[PASSAGE TO READ]

An Act of Love: Securing Franca Sozzani’s Legacy
The Business of Fashion Podcast
The Business of Fashion
4.5 • 813 Ratings
🗓️ 28 November 2025
⏱️ 37 minutes
🧾️ Download transcript
Summary
Francesco Carrozzini grew up inside the rarefied world of Vogue Italia — not just observing it, but living it. As the son of Franca Sozzani, the magazine’s legendary editor-in-chief, fashion wasn’t just part of his surroundings, it was a language he was exposed to everyday.
He became a photographer and filmmaker, but it was only later that he turned the camera towards the most personal and complicated subject in his life: his relationship with his mother. The documentary Franca: Chaos and Creation premiered in Venice just before her passing in 2016 following a battle with lung cancer.
“When I asked her to take a look at the first cut of the film, she said, ‘This is the most mediocre thing I've ever seen. Do yourself a favor and find a point of view.’ That opened my eyes on the importance of always trying to find a point of view,” Carrozzini recalls. “In a regular relationship between mother and son, that might have been excruciating. In ours, it wasn't, because we treated each other like friends.”
Since Franca’s passing, Carrozzini has been working to transform memory into meaning. He co-founded the Franca Fund for Preventive Genomics — an initiative advancing genomic screening to prevent the disease that took his mother’s life.
BoF founder and CEO Imran Amed met Carrozzini in Doha, Qatar, where last weekend he hosted the fund’s first-ever gala and they spoke about what it means to honour someone not by preserving their legacy, but by evolving it.
Key Insights:
- Growing up inside Vogue Italia shaped Carrozzini's eye and his expectations of 'normal'. He recalls going to the offices, and making his own magazines. "This was a time before computers so they were cutting up pictures and there was spray glue. [...] That's how magazines were made. I would go and do the same,” he says. "That was my special big extended family, because my mother's job was her life."

[/PASSAGE TO READ]
[RECORD SET]

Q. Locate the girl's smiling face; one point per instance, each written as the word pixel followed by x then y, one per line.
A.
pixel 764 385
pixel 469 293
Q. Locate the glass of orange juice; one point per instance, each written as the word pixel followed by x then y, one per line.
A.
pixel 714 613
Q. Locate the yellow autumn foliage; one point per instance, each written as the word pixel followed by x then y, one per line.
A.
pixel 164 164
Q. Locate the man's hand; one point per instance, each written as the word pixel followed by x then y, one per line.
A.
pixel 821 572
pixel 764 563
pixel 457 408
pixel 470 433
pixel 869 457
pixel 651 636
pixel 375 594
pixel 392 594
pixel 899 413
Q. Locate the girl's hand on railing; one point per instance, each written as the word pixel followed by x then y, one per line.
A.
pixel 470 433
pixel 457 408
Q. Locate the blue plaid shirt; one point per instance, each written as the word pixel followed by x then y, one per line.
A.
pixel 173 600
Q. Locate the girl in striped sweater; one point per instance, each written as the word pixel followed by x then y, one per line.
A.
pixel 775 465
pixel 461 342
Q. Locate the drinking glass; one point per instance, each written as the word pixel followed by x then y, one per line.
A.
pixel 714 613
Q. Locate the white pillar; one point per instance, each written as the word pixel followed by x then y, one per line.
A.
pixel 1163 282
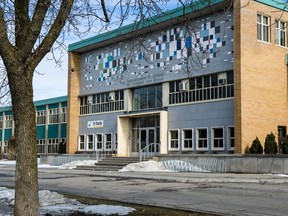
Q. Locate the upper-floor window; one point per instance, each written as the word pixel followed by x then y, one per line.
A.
pixel 41 117
pixel 280 33
pixel 202 88
pixel 53 115
pixel 102 102
pixel 263 28
pixel 64 114
pixel 147 97
pixel 8 121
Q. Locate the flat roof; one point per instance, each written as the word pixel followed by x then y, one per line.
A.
pixel 279 4
pixel 166 16
pixel 40 102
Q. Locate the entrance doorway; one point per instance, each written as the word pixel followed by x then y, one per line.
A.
pixel 282 133
pixel 149 138
pixel 146 134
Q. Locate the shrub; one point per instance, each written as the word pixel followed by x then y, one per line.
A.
pixel 270 146
pixel 285 146
pixel 256 147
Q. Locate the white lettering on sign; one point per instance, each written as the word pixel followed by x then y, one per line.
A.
pixel 95 124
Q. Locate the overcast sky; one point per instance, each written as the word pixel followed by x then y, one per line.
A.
pixel 51 81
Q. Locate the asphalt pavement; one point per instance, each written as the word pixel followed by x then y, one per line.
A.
pixel 223 194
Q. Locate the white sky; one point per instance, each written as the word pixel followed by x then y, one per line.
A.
pixel 52 80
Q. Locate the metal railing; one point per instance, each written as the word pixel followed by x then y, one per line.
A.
pixel 150 150
pixel 104 152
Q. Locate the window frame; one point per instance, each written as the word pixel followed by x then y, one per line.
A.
pixel 279 31
pixel 213 138
pixel 178 140
pixel 183 139
pixel 262 26
pixel 79 142
pixel 197 139
pixel 229 138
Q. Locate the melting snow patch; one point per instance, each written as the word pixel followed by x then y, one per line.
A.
pixel 56 204
pixel 145 166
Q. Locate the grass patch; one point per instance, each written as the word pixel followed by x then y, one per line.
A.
pixel 141 210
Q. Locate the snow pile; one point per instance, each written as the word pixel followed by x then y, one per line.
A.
pixel 73 164
pixel 146 166
pixel 56 204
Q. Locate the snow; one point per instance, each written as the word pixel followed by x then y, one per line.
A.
pixel 56 204
pixel 145 166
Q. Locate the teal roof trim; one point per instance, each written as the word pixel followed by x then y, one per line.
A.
pixel 171 14
pixel 279 4
pixel 40 103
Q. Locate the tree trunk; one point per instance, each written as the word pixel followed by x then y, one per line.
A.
pixel 26 185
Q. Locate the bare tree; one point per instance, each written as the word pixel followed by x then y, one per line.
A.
pixel 29 29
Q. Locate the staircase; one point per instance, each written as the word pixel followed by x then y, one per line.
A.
pixel 110 164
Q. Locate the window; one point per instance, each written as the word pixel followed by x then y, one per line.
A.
pixel 202 139
pixel 81 144
pixel 280 33
pixel 41 117
pixel 52 146
pixel 147 97
pixel 90 142
pixel 231 138
pixel 203 88
pixel 8 121
pixel 53 116
pixel 115 141
pixel 41 146
pixel 174 139
pixel 187 139
pixel 103 102
pixel 63 114
pixel 217 138
pixel 108 141
pixel 99 142
pixel 263 28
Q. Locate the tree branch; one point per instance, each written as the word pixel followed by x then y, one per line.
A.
pixel 52 35
pixel 104 11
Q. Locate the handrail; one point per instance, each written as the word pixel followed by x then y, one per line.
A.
pixel 145 153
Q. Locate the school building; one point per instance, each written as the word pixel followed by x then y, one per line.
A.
pixel 51 120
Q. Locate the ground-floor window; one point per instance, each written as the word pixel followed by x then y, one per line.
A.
pixel 41 146
pixel 52 146
pixel 99 141
pixel 174 139
pixel 187 139
pixel 81 143
pixel 231 138
pixel 202 139
pixel 90 142
pixel 115 141
pixel 108 141
pixel 218 138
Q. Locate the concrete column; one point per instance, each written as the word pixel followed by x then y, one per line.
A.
pixel 73 106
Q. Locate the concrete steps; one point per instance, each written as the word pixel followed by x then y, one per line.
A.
pixel 110 164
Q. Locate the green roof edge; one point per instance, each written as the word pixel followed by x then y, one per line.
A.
pixel 171 14
pixel 40 102
pixel 281 5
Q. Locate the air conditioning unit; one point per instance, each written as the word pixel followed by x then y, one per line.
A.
pixel 221 81
pixel 110 98
pixel 89 100
pixel 182 86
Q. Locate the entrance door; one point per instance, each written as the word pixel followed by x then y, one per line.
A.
pixel 147 137
pixel 281 137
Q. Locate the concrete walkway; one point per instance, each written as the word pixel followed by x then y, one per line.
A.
pixel 223 194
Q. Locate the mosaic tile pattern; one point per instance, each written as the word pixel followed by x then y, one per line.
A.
pixel 209 41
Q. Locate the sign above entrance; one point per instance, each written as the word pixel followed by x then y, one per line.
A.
pixel 95 124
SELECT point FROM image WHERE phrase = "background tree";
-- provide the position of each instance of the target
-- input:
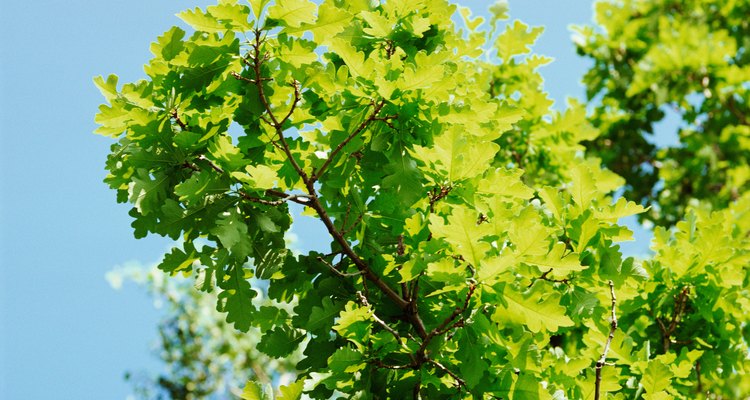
(472, 240)
(689, 57)
(204, 357)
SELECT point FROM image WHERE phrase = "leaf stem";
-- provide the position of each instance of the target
(612, 328)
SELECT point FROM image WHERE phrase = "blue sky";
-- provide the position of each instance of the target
(64, 333)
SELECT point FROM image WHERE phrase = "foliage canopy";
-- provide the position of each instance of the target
(473, 239)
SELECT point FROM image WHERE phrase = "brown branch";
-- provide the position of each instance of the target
(317, 174)
(283, 197)
(459, 382)
(438, 194)
(347, 249)
(612, 328)
(337, 271)
(380, 364)
(314, 200)
(680, 302)
(177, 119)
(544, 277)
(256, 65)
(211, 164)
(441, 329)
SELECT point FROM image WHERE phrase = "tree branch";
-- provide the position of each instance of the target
(275, 123)
(317, 174)
(612, 328)
(459, 382)
(441, 329)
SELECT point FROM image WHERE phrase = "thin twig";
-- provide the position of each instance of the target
(283, 197)
(211, 164)
(256, 65)
(544, 277)
(603, 359)
(177, 119)
(337, 272)
(317, 174)
(441, 329)
(459, 382)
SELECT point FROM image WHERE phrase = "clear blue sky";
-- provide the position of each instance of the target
(64, 333)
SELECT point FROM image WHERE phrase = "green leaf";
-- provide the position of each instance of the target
(354, 322)
(201, 21)
(655, 379)
(280, 342)
(177, 261)
(464, 233)
(293, 13)
(516, 40)
(584, 188)
(292, 391)
(236, 298)
(256, 391)
(346, 360)
(258, 6)
(234, 16)
(331, 21)
(536, 310)
(455, 156)
(557, 260)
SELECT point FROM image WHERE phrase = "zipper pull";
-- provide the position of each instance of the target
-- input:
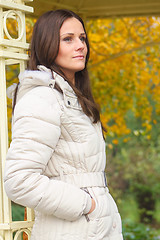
(87, 218)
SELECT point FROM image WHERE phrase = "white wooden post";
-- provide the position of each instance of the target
(12, 51)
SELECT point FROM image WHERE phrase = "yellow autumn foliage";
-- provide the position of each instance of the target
(124, 69)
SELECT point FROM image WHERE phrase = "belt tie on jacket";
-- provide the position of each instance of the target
(82, 180)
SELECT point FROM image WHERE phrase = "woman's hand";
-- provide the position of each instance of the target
(93, 206)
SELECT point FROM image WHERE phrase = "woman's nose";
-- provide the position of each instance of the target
(79, 44)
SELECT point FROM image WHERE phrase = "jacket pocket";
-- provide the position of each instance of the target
(93, 214)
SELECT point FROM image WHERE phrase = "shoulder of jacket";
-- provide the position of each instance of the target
(40, 103)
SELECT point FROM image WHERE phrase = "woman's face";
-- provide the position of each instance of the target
(72, 49)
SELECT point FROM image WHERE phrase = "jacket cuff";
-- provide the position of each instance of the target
(88, 204)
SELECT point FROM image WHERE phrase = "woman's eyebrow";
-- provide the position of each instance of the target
(72, 34)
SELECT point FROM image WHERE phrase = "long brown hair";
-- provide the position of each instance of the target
(44, 50)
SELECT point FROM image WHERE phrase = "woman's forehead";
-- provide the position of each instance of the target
(72, 26)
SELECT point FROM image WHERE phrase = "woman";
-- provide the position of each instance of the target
(56, 160)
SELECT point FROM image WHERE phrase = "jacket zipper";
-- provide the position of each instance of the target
(86, 215)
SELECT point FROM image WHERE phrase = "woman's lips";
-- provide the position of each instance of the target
(79, 57)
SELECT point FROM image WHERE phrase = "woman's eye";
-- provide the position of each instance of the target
(83, 39)
(67, 39)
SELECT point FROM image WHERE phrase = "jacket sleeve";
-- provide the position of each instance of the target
(36, 131)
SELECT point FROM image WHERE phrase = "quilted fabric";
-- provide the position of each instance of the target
(56, 161)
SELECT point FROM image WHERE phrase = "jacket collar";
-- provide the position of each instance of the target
(29, 79)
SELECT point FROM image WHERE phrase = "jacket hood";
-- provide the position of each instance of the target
(30, 79)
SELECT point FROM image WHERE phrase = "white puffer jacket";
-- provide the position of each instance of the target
(56, 163)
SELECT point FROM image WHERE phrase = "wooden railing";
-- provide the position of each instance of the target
(12, 51)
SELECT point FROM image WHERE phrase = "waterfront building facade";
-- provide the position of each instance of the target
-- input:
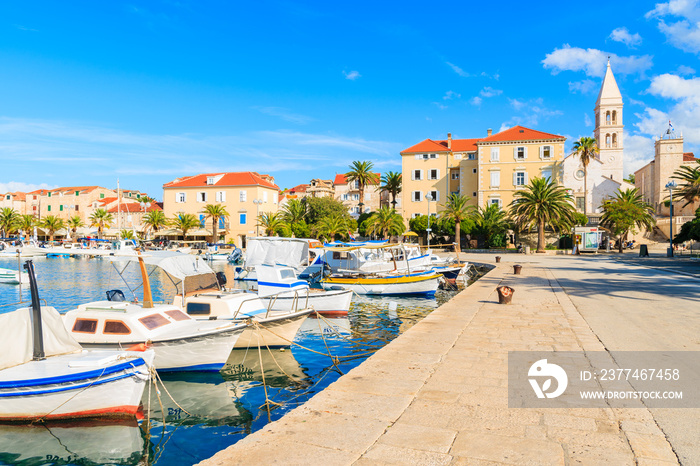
(245, 195)
(349, 194)
(604, 174)
(487, 170)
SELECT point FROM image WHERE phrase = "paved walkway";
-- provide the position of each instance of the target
(438, 393)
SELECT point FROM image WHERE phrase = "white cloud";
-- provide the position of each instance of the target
(685, 114)
(593, 62)
(72, 154)
(531, 112)
(458, 70)
(12, 186)
(449, 95)
(684, 70)
(587, 86)
(684, 33)
(490, 92)
(624, 36)
(284, 114)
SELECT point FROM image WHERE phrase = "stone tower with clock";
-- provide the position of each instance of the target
(609, 127)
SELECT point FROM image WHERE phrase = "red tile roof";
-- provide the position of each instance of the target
(340, 179)
(228, 179)
(301, 188)
(133, 207)
(520, 133)
(427, 146)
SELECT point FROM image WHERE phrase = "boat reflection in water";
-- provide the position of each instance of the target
(77, 442)
(196, 398)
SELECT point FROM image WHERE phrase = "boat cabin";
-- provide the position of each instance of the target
(121, 321)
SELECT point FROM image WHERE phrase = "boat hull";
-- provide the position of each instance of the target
(403, 285)
(111, 391)
(206, 353)
(332, 302)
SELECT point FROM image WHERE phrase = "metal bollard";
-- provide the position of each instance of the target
(505, 294)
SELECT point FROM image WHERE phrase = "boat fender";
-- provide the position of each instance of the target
(138, 347)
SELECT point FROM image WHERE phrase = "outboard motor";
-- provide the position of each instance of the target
(221, 279)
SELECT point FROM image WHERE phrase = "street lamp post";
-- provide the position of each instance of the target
(257, 203)
(428, 198)
(144, 206)
(671, 185)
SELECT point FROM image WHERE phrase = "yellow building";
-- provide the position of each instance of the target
(245, 195)
(508, 160)
(487, 170)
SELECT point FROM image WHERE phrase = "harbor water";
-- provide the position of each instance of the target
(191, 416)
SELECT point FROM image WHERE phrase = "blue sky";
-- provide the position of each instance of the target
(150, 91)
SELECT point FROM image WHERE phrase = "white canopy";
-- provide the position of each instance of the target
(192, 270)
(276, 251)
(176, 264)
(17, 341)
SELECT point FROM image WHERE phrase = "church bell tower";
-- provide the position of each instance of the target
(609, 128)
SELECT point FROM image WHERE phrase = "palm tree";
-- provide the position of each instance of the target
(74, 223)
(295, 211)
(392, 184)
(457, 209)
(626, 211)
(331, 226)
(272, 223)
(385, 222)
(542, 203)
(101, 219)
(361, 172)
(690, 186)
(491, 221)
(155, 220)
(9, 220)
(216, 212)
(52, 224)
(185, 222)
(26, 223)
(586, 148)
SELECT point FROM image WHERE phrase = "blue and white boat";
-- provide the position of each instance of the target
(45, 374)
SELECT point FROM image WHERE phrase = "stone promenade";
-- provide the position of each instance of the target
(438, 393)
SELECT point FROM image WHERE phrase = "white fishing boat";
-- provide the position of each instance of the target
(424, 283)
(13, 277)
(45, 374)
(299, 253)
(201, 296)
(28, 249)
(374, 257)
(180, 342)
(281, 290)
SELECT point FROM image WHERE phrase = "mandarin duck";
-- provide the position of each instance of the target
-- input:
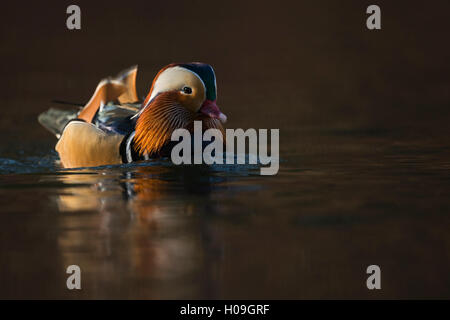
(113, 127)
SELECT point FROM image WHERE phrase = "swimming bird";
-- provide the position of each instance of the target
(113, 127)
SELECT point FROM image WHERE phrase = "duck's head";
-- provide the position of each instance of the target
(181, 93)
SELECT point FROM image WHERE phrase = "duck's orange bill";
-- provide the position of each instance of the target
(211, 109)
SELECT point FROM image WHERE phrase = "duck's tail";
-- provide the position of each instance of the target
(121, 88)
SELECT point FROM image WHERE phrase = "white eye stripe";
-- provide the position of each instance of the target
(171, 79)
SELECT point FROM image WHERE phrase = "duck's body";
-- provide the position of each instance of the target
(104, 133)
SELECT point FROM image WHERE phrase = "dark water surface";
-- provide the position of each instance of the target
(364, 177)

[/RECORD SET]

## PROBLEM 1
In the episode summary, why does Carrozzini say his mother's harsh verdict on the first cut of the film was not excruciating for him?
## PROBLEM 2
From the episode summary, return the stretch from "BoF founder and" through "by evolving it." word for word.

## ANSWER BOX 1
He says that in an ordinary mother-and-son relationship it might have been excruciating. In theirs it wasn't, because they treated each other like friends.

## ANSWER BOX 2
BoF founder and CEO Imran Amed met Carrozzini in Doha, Qatar, where last weekend he hosted the fund’s first-ever gala and they spoke about what it means to honour someone not by preserving their legacy, but by evolving it.